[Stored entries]
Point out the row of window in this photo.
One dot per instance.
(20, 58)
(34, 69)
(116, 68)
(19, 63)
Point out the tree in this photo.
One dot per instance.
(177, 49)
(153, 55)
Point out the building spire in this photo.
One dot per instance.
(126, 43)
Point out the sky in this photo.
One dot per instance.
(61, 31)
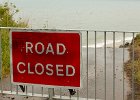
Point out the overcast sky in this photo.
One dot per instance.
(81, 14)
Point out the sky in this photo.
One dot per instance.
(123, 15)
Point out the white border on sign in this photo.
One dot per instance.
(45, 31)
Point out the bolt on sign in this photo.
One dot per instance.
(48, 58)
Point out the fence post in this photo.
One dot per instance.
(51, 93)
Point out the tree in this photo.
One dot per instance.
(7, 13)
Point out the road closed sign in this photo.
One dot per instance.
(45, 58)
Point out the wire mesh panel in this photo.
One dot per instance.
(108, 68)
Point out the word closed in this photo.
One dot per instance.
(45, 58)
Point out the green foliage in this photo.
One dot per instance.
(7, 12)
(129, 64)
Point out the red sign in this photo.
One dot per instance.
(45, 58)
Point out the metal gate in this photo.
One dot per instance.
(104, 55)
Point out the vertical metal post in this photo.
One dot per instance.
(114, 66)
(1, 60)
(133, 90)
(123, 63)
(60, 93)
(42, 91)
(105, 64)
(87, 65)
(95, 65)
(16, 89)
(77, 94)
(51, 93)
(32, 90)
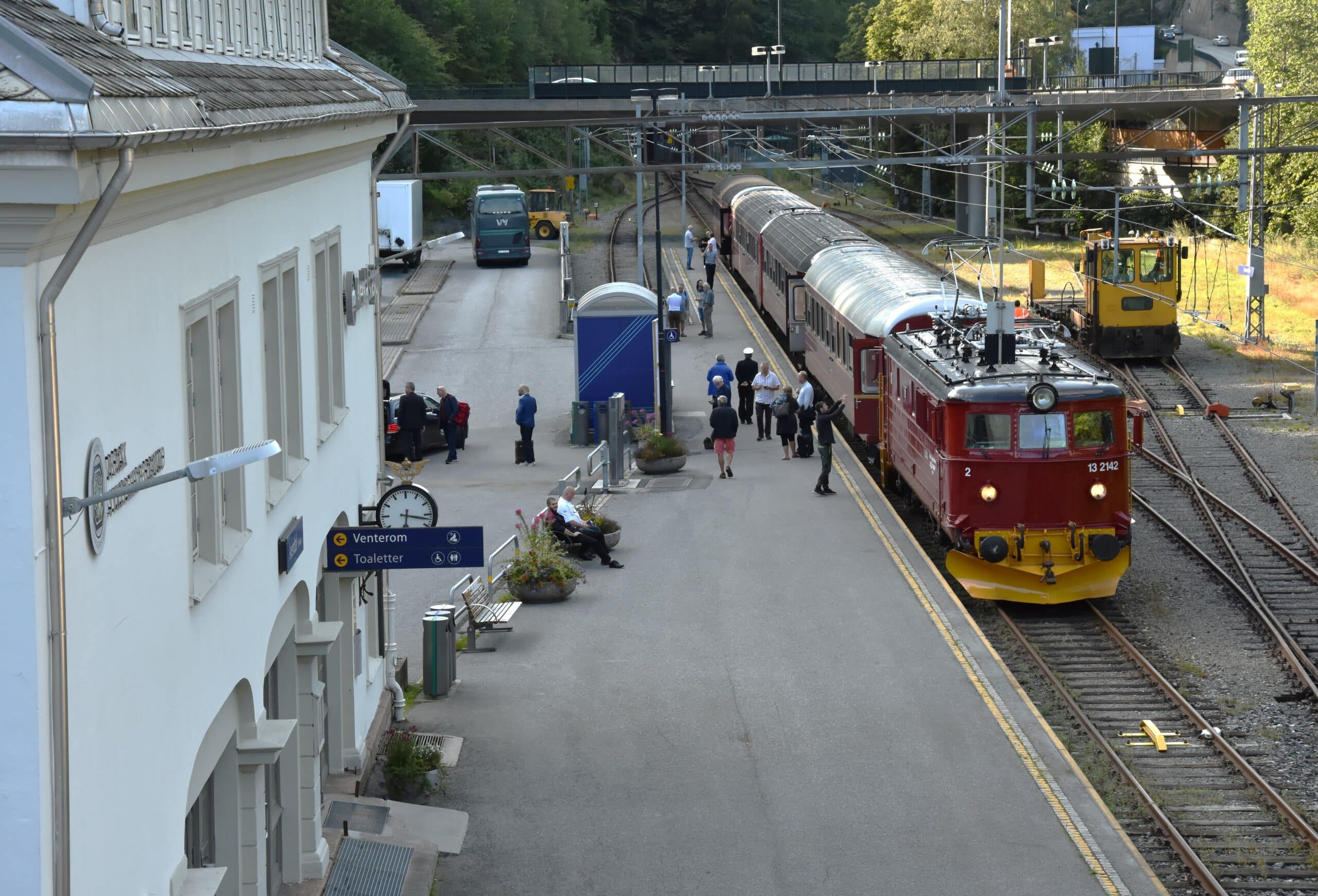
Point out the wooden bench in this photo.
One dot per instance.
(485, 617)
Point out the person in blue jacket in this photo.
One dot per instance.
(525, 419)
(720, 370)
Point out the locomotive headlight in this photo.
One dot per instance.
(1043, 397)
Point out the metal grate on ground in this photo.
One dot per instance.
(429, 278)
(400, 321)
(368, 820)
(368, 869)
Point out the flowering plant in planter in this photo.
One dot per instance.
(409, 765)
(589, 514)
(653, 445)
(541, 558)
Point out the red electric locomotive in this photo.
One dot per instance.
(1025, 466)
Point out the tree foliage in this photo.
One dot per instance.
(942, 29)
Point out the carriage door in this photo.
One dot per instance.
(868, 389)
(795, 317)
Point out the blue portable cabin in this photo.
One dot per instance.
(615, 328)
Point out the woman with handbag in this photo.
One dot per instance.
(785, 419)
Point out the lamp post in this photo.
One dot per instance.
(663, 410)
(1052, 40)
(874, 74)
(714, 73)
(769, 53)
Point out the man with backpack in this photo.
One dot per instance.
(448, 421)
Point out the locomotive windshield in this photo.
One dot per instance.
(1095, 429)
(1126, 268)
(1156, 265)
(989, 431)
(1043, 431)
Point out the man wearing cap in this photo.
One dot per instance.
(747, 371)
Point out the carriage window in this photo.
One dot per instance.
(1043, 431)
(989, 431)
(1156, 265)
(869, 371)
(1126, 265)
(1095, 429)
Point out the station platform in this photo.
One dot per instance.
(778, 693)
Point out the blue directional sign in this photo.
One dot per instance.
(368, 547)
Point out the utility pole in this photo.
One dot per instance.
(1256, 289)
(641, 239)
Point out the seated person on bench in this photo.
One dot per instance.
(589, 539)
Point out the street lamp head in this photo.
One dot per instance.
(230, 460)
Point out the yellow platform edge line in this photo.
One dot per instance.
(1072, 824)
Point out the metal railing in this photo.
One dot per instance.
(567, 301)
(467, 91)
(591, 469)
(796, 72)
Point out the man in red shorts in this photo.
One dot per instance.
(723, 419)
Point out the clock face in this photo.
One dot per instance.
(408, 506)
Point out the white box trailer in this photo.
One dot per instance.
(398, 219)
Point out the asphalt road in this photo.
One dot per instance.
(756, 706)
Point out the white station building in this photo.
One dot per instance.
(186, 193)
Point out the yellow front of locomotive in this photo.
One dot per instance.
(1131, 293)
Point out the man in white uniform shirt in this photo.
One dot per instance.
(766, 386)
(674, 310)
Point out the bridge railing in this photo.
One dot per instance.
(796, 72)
...
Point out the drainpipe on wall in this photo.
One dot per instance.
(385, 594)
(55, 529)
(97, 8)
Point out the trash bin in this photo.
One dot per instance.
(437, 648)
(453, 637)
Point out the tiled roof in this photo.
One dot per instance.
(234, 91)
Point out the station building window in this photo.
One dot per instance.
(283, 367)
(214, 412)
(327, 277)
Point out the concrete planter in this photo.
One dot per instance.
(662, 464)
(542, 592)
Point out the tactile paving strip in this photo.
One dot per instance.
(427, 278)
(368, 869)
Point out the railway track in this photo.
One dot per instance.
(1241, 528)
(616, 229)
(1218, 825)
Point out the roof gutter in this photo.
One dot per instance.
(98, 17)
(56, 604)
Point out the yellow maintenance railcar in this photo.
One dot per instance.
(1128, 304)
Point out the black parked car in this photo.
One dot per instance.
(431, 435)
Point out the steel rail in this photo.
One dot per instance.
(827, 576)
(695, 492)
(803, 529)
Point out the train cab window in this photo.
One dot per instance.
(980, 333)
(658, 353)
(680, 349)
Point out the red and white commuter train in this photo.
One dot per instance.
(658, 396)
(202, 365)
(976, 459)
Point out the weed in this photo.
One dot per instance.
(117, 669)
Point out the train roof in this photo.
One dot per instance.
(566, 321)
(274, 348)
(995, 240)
* * *
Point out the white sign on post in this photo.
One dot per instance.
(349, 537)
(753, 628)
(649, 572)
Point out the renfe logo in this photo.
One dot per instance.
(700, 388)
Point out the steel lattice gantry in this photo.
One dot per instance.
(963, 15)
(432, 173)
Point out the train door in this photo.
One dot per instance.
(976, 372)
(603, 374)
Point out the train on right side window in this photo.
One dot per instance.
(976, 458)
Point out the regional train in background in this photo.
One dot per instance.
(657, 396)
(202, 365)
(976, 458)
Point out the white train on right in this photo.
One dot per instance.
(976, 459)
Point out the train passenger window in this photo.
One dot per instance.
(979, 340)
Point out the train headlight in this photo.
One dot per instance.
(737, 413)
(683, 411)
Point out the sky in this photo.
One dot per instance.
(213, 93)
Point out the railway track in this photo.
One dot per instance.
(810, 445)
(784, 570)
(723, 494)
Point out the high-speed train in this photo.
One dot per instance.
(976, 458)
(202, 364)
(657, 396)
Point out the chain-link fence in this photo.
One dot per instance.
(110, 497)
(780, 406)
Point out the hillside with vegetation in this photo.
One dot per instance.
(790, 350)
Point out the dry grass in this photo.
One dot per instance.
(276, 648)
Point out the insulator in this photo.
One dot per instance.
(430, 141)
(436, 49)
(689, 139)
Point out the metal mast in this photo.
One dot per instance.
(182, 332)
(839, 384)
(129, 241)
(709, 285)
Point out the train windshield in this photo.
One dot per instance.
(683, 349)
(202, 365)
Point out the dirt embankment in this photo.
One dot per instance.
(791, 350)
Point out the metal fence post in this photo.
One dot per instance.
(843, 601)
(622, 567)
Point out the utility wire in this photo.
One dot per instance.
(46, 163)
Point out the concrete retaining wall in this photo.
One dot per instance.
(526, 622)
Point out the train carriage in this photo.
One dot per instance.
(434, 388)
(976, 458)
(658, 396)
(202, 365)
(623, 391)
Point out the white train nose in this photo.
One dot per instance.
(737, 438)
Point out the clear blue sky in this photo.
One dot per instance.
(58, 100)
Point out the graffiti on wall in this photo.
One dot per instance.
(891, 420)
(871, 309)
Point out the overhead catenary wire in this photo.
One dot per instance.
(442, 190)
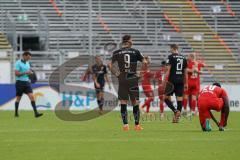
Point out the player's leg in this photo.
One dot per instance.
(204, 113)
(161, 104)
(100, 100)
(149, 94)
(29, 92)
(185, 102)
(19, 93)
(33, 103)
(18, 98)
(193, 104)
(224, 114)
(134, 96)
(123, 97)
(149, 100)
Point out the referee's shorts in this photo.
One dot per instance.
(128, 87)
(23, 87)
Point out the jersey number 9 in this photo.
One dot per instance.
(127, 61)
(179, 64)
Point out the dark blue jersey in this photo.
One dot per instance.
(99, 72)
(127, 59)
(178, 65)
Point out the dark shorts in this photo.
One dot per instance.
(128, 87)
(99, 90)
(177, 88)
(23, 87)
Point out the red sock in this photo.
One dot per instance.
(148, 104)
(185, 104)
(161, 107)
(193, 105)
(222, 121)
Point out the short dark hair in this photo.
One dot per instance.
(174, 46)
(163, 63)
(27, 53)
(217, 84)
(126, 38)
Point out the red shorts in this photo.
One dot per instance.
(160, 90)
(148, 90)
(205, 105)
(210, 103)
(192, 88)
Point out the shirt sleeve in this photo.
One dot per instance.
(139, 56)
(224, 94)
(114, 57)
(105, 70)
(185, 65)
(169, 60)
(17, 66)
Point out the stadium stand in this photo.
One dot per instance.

→ **Problem to solve**
Count the lines above that contain the word "right", and give only that number.

→ **Answer section**
2